[Extracted records]
· · · ·

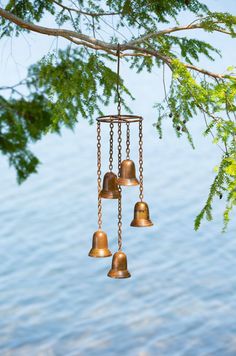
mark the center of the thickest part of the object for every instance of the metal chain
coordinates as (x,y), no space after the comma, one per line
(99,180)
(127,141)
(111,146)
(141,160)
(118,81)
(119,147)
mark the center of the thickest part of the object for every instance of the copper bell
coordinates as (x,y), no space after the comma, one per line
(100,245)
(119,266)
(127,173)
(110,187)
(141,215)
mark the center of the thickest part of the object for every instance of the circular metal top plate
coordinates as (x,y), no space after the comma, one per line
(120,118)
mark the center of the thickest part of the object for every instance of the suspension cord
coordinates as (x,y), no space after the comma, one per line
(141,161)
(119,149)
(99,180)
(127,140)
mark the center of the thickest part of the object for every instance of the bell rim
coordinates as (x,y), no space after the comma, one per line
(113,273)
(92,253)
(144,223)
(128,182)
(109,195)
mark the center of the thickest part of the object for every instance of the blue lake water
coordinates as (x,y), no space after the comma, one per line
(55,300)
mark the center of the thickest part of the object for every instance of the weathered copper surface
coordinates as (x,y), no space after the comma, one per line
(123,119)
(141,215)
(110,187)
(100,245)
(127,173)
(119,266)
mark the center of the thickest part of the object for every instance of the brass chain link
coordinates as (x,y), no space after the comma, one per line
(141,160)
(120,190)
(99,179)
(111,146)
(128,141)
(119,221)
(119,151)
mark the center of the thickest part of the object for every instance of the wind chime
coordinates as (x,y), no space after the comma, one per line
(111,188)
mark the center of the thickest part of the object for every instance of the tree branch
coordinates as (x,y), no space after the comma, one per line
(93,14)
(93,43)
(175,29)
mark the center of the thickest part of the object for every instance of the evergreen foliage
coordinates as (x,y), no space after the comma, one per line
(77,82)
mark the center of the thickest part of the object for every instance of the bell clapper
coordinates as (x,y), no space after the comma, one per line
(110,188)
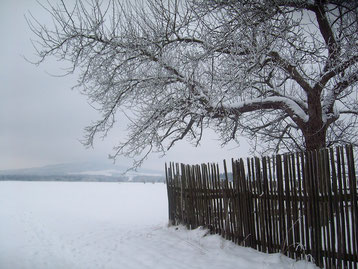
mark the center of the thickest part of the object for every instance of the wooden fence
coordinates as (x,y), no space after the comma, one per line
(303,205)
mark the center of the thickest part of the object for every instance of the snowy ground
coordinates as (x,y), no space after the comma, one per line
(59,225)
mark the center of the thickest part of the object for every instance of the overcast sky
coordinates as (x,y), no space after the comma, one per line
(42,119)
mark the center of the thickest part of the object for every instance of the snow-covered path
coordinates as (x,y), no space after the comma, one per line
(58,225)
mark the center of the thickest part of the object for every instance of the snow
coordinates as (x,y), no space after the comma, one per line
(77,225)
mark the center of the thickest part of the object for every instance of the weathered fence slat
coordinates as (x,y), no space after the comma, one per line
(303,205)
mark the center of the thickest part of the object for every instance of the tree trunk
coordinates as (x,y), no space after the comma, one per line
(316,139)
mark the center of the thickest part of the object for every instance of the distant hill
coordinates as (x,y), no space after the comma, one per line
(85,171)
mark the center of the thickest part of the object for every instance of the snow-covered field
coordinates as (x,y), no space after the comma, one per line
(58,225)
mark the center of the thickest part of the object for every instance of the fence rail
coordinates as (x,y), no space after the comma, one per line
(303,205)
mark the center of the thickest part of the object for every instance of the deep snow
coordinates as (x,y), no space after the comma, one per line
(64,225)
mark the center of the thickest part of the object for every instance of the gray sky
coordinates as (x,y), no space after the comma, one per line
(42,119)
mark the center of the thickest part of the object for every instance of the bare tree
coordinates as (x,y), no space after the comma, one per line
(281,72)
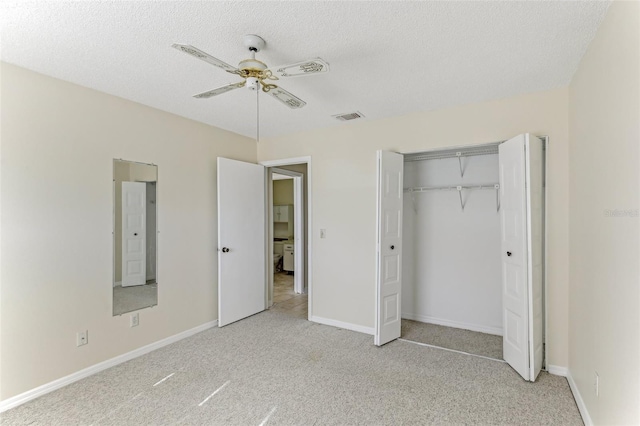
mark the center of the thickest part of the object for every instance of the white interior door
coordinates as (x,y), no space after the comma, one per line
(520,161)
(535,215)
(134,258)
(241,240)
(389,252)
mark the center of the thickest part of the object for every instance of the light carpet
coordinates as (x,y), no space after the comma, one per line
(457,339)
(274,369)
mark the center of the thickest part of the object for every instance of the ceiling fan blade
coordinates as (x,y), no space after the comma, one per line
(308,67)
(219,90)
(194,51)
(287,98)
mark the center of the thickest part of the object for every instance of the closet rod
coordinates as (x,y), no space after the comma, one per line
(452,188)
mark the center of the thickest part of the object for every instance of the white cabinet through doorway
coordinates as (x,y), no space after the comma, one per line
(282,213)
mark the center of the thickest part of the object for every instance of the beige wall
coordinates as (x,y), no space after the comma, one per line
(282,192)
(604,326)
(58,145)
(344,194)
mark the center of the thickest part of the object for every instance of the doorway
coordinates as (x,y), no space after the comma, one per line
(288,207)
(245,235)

· · · ·

§ **Problem details**
Word for word, quote the lines from the line containing "cabinet through doorway" through the end of the material, both included, and nothing else.

§ **Solved exercise**
mark the center of the thickest part of the object for every instance of the white cabinet through doorway
coordinates as (x,y), no space after the comma, one per line
(282,213)
mark the center of the thickest part of the object for every instance of the beige wall
coordinates as (x,y), no space after the comma, one per line
(282,192)
(604,326)
(58,145)
(344,194)
mark the center of the thickest part of the object for every instance of the doorway
coordinates as (x,y), no space after the comma, one per line
(288,207)
(245,235)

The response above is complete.